HOW TO COMPLETE THIS TASK | Wherever the string "query" occurs in a line of these records, report that line.

[Referring expression data]

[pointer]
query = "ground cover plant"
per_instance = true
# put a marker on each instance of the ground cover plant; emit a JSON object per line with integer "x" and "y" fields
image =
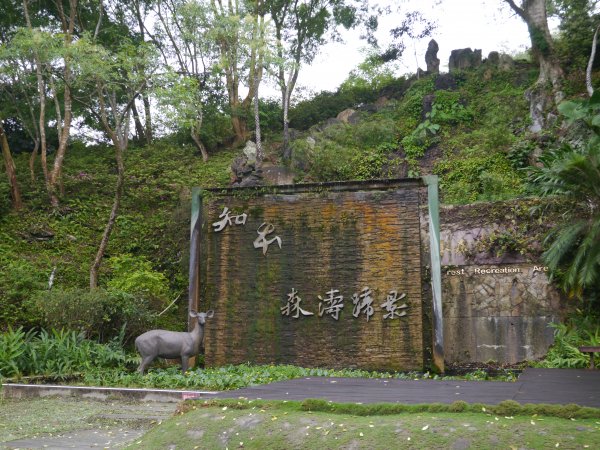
{"x": 320, "y": 424}
{"x": 244, "y": 375}
{"x": 56, "y": 354}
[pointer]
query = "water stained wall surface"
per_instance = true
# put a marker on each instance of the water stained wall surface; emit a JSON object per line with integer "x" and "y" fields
{"x": 313, "y": 275}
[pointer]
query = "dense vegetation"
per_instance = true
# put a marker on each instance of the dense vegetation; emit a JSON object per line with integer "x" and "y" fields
{"x": 470, "y": 127}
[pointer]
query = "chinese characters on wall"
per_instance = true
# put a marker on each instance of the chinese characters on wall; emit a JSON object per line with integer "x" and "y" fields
{"x": 263, "y": 230}
{"x": 333, "y": 304}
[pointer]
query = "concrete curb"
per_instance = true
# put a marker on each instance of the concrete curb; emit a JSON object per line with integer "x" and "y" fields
{"x": 15, "y": 390}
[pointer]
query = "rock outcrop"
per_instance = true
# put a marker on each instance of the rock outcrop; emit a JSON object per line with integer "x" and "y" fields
{"x": 464, "y": 58}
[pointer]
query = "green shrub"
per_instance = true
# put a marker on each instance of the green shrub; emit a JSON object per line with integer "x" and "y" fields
{"x": 135, "y": 275}
{"x": 19, "y": 280}
{"x": 578, "y": 330}
{"x": 97, "y": 314}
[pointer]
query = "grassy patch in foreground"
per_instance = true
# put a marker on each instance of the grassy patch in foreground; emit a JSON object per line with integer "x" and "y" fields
{"x": 323, "y": 425}
{"x": 244, "y": 375}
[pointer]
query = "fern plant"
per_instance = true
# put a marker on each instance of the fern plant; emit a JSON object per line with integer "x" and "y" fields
{"x": 573, "y": 248}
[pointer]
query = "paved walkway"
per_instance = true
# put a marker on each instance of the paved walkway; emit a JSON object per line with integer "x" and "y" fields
{"x": 533, "y": 386}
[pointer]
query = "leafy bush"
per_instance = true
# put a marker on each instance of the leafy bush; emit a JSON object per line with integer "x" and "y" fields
{"x": 97, "y": 314}
{"x": 578, "y": 330}
{"x": 472, "y": 177}
{"x": 19, "y": 280}
{"x": 56, "y": 354}
{"x": 135, "y": 275}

ANSWER TO THIS PROBLEM |
query = "ground cover plant"
query = "water stained wall surface"
query = "dense vegetation"
query = "chinese characters on wall"
query = "concrete curb"
query = "rock outcrop"
query = "green shrub"
query = "grassy patch in foreground"
query = "fern plant"
query = "paved walkway"
query = "leafy bush"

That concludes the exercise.